Render every line of the items below as a JSON list of strings, one string per line, omitting blank lines. Leave the pictures out of the list.

= = =

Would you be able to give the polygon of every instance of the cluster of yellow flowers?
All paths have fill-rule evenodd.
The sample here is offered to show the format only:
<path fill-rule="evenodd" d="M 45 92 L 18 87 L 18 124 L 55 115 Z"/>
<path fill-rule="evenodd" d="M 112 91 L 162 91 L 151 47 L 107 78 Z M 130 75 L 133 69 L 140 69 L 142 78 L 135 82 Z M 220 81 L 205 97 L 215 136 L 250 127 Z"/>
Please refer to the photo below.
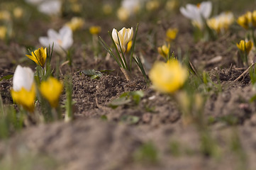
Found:
<path fill-rule="evenodd" d="M 46 48 L 40 47 L 27 57 L 38 65 L 43 67 L 47 58 Z M 13 101 L 28 111 L 33 112 L 36 86 L 32 69 L 18 65 L 14 72 L 13 84 L 11 94 Z M 62 89 L 62 83 L 54 77 L 49 77 L 46 81 L 42 81 L 39 87 L 41 95 L 47 99 L 52 108 L 58 106 Z"/>
<path fill-rule="evenodd" d="M 243 52 L 245 52 L 246 55 L 248 55 L 250 50 L 252 49 L 253 42 L 251 40 L 245 42 L 242 40 L 239 43 L 236 43 L 238 48 L 241 50 Z"/>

= = =

# [OUTPUT]
[
  "Would you be able to give the polygon of every instance of the cluster of yellow flowers?",
  "All paths have fill-rule evenodd.",
  "The sample here is offered to show the format only:",
  "<path fill-rule=\"evenodd\" d=\"M 45 92 L 18 87 L 18 124 L 55 115 Z\"/>",
  "<path fill-rule=\"evenodd\" d=\"M 112 91 L 162 91 L 151 47 L 107 78 Z M 130 75 L 133 69 L 140 69 L 142 78 L 135 82 Z M 220 81 L 205 97 L 215 136 L 250 127 Z\"/>",
  "Please refer to the photo below.",
  "Found:",
  "<path fill-rule=\"evenodd\" d=\"M 46 48 L 40 47 L 27 57 L 38 65 L 43 67 L 47 58 Z M 13 101 L 28 111 L 33 112 L 36 86 L 32 69 L 18 65 L 14 72 L 13 84 L 11 94 Z M 62 89 L 62 83 L 54 77 L 49 77 L 46 81 L 42 81 L 39 87 L 41 95 L 47 99 L 52 108 L 58 106 Z\"/>",
  "<path fill-rule=\"evenodd\" d=\"M 243 52 L 245 52 L 246 55 L 248 55 L 250 50 L 252 49 L 253 42 L 251 40 L 245 42 L 242 40 L 239 43 L 236 43 L 238 48 L 241 50 Z\"/>"
]